- [Source]
Supervisors London Breed and Mark Farrell worked with David Campos to craft a health-care bill that everyone could accept.
By Tim Redmond
JUNE 10, 2014 — The final results from the Department of Elections are still trickling in, and the race for state Assembly is getting closer. There’s no doubt that Sup. David Chiu is ahead of Sup. David Campos, and will finish in first place, but the margin has gone from about 5 percent to 4.17 percent, and could be below 4 percent when all the final ballots are counted.
Which means, of course, that the November race will be hard-fought and close; a four-point lead in this low-turnout election amounts to at best a tie for Chiu.
The results show a few interesting patterns: Chiu won overwhelmingly in Chinatown, where there was heavy vote-by-mail turnout, and in the Marina, West of Twin Peaks, and Diamond Heights. Campos won overwhelmingly in the Mission and Bernal. Campos won the Castro, but not by much; Chiu won Bayview, and Campos won the Haight and the Western Addition (by a small margin.)
In some of Chiu’s strongest precincts, the vote-by-mail turnout was as much as three times as high as the election-day turnout; in the precincts where Campos won, the VBM and election-day turnout was about the same. Overall, the VBM turnout was twice as high as the election-day vote. Chiu won the VBM 25,214 to 19,676; Campos won on election day, 12,015 to 9498.
In November, there’s typically more election-day turnout, which could help Campos, but Chiu’s campaign has clearly been effective at getting the early votes out – something Campos will also need to do in his strongholds.
Expect a lot, lot, lot of mail, appearances, handshaking, and door-to-door contact in Noe Valley, the Castro, and Potrero Hill, where the two were just a few points apart.
Mayor Ed Lee announced at the Board of Supervisors today that business and labor have come together on a deal for a new minimum-wage law. SEIU Local 1021 has been pushing for a $15 an hour minimum, and was working to collect signatures on a ballot measure for the fall. Under the deal, the plan will be amended to set the minimum at $12.25 an hour as of May 1, 2015, $13 as of July 1, 2016, $14 in July, 2017 and $15 in July, 2018. The new consensus plan will now go on the November ballot with broad citywide support.
Airbnb, not satisfied with running an operation that relies on people violating city laws against short-term rentals, has moved from the hotel business into the restaurant business.
The company is experimenting with the notion of hosted dinner parties, for pay, with Airbnb (of course) taking a cut. The problem, as SF Weekly reports, is that the Department of Public Health regulates restaurants, and you can’t just start one up (however much you call it “sharing”) without a permit. In other words, this is illegal.
So, of course, is running a hotel without a permit. I await an effort by Airbnb to get a supervisor to introduce legislation retroactively legalizing sharing restaurants.

- [Supplied entries]

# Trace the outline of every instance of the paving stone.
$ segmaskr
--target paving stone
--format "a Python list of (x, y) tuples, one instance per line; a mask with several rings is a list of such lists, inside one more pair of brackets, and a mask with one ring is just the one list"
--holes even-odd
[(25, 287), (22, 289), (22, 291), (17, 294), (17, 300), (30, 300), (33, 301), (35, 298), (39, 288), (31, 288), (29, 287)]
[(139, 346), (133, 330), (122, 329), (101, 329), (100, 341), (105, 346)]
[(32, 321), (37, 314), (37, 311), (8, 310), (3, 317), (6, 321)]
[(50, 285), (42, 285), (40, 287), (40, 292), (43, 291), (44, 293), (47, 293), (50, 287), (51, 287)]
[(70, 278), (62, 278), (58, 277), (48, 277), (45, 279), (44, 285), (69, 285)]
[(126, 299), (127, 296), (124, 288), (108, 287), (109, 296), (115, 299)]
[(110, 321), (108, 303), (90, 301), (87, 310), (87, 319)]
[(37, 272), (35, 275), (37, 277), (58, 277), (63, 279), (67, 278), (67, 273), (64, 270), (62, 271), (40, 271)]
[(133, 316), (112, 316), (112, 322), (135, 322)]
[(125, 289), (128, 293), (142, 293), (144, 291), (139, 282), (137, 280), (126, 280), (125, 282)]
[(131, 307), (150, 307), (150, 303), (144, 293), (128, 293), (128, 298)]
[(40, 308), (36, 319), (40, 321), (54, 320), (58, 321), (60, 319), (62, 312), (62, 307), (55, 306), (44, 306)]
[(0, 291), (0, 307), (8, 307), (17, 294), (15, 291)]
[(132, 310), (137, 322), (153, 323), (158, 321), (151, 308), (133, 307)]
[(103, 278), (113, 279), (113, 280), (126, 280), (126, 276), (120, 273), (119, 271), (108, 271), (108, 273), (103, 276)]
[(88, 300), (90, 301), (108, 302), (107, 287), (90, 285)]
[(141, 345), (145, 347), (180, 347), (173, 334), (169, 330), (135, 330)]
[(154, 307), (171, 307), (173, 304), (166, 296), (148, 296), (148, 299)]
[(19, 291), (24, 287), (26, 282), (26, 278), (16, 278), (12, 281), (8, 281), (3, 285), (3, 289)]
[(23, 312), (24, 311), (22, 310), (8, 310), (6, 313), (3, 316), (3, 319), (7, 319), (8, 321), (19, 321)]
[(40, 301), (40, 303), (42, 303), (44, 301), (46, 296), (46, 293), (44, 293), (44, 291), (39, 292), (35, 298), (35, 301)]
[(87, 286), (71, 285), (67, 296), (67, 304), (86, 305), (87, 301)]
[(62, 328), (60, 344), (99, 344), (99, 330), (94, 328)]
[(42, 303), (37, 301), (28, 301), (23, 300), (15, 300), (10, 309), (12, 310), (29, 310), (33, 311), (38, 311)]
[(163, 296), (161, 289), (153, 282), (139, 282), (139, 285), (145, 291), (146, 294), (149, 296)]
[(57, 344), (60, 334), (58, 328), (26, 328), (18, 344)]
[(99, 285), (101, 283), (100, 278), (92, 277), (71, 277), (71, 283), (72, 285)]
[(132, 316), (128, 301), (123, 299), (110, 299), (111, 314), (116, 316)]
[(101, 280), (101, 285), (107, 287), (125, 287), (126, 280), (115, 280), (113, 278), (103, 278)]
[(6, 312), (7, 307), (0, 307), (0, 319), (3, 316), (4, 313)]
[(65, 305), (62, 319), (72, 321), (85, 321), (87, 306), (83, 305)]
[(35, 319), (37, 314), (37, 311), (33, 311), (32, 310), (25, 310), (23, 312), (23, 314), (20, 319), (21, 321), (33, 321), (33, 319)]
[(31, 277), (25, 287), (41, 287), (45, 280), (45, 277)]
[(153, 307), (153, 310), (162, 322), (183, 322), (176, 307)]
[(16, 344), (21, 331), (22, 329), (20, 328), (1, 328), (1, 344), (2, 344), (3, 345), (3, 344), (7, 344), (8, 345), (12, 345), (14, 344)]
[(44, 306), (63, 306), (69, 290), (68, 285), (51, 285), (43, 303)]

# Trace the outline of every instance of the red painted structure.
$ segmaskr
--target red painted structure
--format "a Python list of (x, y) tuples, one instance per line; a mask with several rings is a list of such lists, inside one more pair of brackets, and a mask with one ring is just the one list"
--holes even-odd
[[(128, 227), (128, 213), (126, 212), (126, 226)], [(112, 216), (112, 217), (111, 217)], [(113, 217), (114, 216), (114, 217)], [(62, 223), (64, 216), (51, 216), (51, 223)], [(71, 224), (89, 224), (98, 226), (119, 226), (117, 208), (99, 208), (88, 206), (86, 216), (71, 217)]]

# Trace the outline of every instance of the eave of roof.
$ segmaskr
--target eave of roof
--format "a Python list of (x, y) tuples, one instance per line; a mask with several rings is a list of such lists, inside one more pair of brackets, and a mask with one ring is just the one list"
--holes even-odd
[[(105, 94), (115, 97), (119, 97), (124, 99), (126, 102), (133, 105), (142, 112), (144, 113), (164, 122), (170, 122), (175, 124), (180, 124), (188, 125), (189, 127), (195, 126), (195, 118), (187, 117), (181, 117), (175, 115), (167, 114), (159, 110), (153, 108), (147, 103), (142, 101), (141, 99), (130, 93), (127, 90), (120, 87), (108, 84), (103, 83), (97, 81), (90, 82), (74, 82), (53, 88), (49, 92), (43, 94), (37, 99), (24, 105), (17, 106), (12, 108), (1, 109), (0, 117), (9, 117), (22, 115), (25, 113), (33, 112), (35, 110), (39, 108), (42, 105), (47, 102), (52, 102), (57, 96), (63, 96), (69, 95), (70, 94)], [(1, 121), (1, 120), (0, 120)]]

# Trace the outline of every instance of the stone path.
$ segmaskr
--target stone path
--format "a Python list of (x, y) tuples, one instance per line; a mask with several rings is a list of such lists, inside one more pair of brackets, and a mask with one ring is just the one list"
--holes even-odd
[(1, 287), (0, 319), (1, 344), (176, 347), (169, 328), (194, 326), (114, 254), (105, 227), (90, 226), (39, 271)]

- [Directives]
- A) Reproduce the passage of the San Francisco politics article between "Which means, of" and "a small margin.)", inclusive.
- B) Take the San Francisco politics article further, starting after its final sentence.

- [In response]
- A)
Which means, of course, that the November race will be hard-fought and close; a four-point lead in this low-turnout election amounts to at best a tie for Chiu.
The results show a few interesting patterns: Chiu won overwhelmingly in Chinatown, where there was heavy vote-by-mail turnout, and in the Marina, West of Twin Peaks, and Diamond Heights. Campos won overwhelmingly in the Mission and Bernal. Campos won the Castro, but not by much; Chiu won Bayview, and Campos won the Haight and the Western Addition (by a small margin.)

- B)
Sup. Jane Kim has housing legislation that’s been in the works for more than a year; it would attempt to make sure that at least 30 percent of all new housing that’s built is at least somewhat affordable. This comes out of long discussions among housing activists, based on the concept that the city’s own General Plan calls for 60 percent of all new housing to be below-market rate and the city’s regional responsibility for affordable housing is far above what we’re now producing.
At first, there was discussion of a moratorium on new market-rate housing until the city reached some affordable-housing standard; the idea was that market-rate developers, who are making a vast fortune in San Francisco, would be willing to pay up for more lower cost housing if they faced a threat of losing their gold mines. That, it turns out, violates state law, so the housing advocates moved to the idea of a “dashboard” – a way to track how close the city has come to meeting affordable housing goals – and system for slowing down the luxury condos if the BMR units were falling too far behind.
Her proposal doesn’t stop market-rate housing; it just mandates that, if the ratio of housing for the rich hits more than 70 percent of all new housing, any further high-end projects would need a conditional use authorization. That’s another step in the planning process.
Setting a goal of 30 percent affordable housing is only half of what the city’s own planners say is needed; the Kim legislation is hardly a radical step.
But I’m now getting the impression that the mayor might be against this – because Randy Shaw at Beyond Chron is describing it as a “civil war.” Shaw is a close ally of the mayor. His argument is pretty astonishing for someone in the affordable housing world. The only opponent he cites is Gabriel Metcalf of SPUR. Weird.
Sup. David Campos won a big victory today when his measure to close a loophole in the city’s health-care ordinance passed with a veto-proof majority.
Campos has been talking for months about preventing employers from taking back money that was set aside for worker health costs. He convinced seven colleagues to sign on with a deal that guarantees 60 percent of the money set aside for workers can’t be taken back – with that number rising to 80 percent in 2016 and 100 percent in 2017.
We’re talking about 26,000 people who, even under Obamacare, don’t have adequate access to health care.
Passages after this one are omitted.